- [Short exercise]
Revise every item below by replacing "put a dot on" with "mark" and keeping everything else unchanged. Leave the pictures out of your output.

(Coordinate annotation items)
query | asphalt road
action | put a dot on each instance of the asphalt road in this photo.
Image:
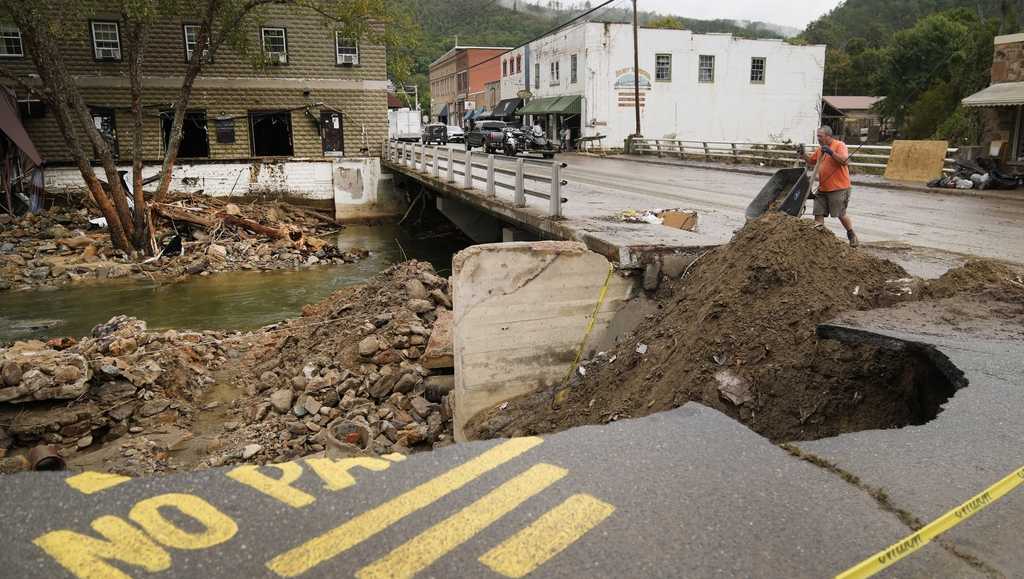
(688, 493)
(979, 224)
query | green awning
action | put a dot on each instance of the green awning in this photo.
(554, 106)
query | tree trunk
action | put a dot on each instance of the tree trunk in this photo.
(195, 66)
(58, 85)
(142, 236)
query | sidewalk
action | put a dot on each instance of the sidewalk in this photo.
(877, 181)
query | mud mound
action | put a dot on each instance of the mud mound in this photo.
(738, 334)
(974, 277)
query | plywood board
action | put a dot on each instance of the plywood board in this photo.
(919, 161)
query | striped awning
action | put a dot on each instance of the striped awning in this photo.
(1001, 94)
(554, 106)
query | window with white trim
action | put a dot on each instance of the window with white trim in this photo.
(10, 41)
(706, 70)
(192, 38)
(758, 70)
(663, 68)
(274, 44)
(347, 49)
(105, 41)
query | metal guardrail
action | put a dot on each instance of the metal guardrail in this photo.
(433, 160)
(863, 156)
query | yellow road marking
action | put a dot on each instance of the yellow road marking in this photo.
(547, 536)
(217, 527)
(335, 472)
(89, 483)
(280, 489)
(344, 537)
(86, 556)
(884, 559)
(440, 539)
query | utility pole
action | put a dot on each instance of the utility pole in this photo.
(636, 67)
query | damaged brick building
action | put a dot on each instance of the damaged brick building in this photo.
(320, 96)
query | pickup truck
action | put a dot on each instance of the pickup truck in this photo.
(488, 134)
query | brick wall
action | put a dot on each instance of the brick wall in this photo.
(230, 87)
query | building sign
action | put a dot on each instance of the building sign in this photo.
(625, 84)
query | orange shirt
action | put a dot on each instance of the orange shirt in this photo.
(833, 175)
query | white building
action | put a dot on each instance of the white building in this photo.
(692, 86)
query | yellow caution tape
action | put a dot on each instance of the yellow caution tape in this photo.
(898, 550)
(590, 325)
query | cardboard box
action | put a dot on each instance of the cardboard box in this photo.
(686, 220)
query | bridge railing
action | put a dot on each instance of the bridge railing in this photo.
(476, 170)
(867, 157)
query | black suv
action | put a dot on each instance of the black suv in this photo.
(488, 134)
(434, 132)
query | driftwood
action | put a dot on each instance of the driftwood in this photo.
(178, 214)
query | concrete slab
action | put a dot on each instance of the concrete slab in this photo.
(976, 441)
(685, 493)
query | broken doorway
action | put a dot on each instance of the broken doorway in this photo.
(332, 132)
(195, 137)
(270, 133)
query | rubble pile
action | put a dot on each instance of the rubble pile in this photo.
(737, 333)
(197, 235)
(349, 376)
(121, 379)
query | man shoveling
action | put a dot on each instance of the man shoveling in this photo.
(834, 179)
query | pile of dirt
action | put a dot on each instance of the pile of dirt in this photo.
(737, 333)
(974, 277)
(198, 235)
(353, 376)
(354, 361)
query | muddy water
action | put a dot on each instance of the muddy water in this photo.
(229, 300)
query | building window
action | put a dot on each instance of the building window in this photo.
(663, 68)
(758, 70)
(275, 45)
(105, 41)
(10, 41)
(195, 138)
(270, 132)
(347, 49)
(102, 119)
(192, 38)
(706, 72)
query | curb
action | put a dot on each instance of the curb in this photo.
(892, 185)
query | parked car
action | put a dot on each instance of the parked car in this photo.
(488, 134)
(434, 132)
(456, 134)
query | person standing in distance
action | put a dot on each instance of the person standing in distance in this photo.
(834, 178)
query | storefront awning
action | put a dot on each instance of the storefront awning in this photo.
(554, 106)
(1003, 94)
(506, 108)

- [Expected answer]
query | asphalt road
action | mark each instance of the asphalt road in this photo.
Image:
(688, 493)
(979, 224)
query | green awning
action | mark each instance of the green awning in this photo.
(554, 106)
query | tree trunk
action | mark each instance of the tree trunk in this photo.
(195, 66)
(58, 85)
(142, 236)
query | sidewalk
action | mark each instance of the sidewalk in this photo.
(877, 181)
query | mud mound
action | mark each instance of the mud mound in this photo.
(738, 334)
(974, 277)
query | plywood board
action | mark each instance of the plywood board in this photo.
(919, 161)
query | striped awning
action | mark each instance of the striped awning in this photo.
(1001, 94)
(554, 106)
query | window with white trim
action | mark each instance of the window with white trim in this photo.
(10, 41)
(706, 70)
(192, 38)
(758, 70)
(663, 68)
(274, 44)
(347, 49)
(105, 41)
query | metal guardrail
action | mark each instance of the metal guardrail in this photo.
(433, 160)
(863, 156)
query | yellow road marking
action | mark each instance of the yellow road marking in this photo.
(547, 536)
(217, 527)
(335, 472)
(89, 483)
(280, 489)
(344, 537)
(86, 556)
(884, 559)
(440, 539)
query | utility pole
action | mark each instance of the utility pole in this photo.
(636, 67)
query | damaged brick building
action | mark each instance of the damaged brick building in this photo.
(320, 96)
query | pickup truck
action | mark each instance of the pickup truck in this photo.
(488, 134)
query | brick wall
action | mark each instance of the brick wall in this photo.
(230, 87)
query | building sign
action | mark each instance of the building sign in this photo.
(625, 84)
query | orange shirt
action | mark each instance of the orange shirt in this photo.
(833, 175)
query | white building
action | mark each instance of the white building in this photo.
(692, 86)
query | yellow caution tape
action | mark each instance of the yellow caution tape in this photo.
(898, 550)
(590, 325)
query | cardboard box
action | mark each instance of the cardboard box in this photo.
(686, 220)
query | bridge railing
action | mark each instance of the bridge railing in this photo.
(476, 170)
(867, 157)
query | black suv
action | mark each instance of the black suv in this photo.
(488, 134)
(434, 132)
query | driftwood
action | mark each instance of the driftwood in this photo.
(178, 214)
query | concrete slab
action | mark each instance of the concrete slab in this photo.
(976, 441)
(685, 493)
query | broken doorway
action | mark each instance of the broken doorway in this photo.
(332, 132)
(195, 137)
(270, 133)
query | rubble pile
action | mark each instance of the rubble pile in this photo.
(737, 333)
(197, 235)
(349, 376)
(121, 379)
query | man shoveling
action | mark each instance of the man shoveling in this photo.
(834, 179)
query | pile of dirt
action | mark each instance of the pile of dirt in this photo.
(737, 333)
(974, 277)
(198, 235)
(353, 376)
(354, 361)
query | muddy water
action | mark each instance of the muddy water in this photo.
(229, 300)
query | building window
action | mark each instance of the building window in this photo.
(663, 68)
(758, 70)
(275, 45)
(105, 41)
(10, 41)
(195, 138)
(270, 132)
(347, 49)
(102, 119)
(192, 38)
(706, 72)
query | curb
action | mark each instance of the curb in this photo.
(892, 185)
query | parked car
action | mark each instance of the parked car in this photo.
(488, 134)
(434, 132)
(456, 134)
query | person standing in distance
action | mark each instance of the person standing in distance in this photo.
(834, 178)
query | storefront awning
action | mark each instance of the storefront awning in this photo.
(554, 106)
(1003, 94)
(506, 108)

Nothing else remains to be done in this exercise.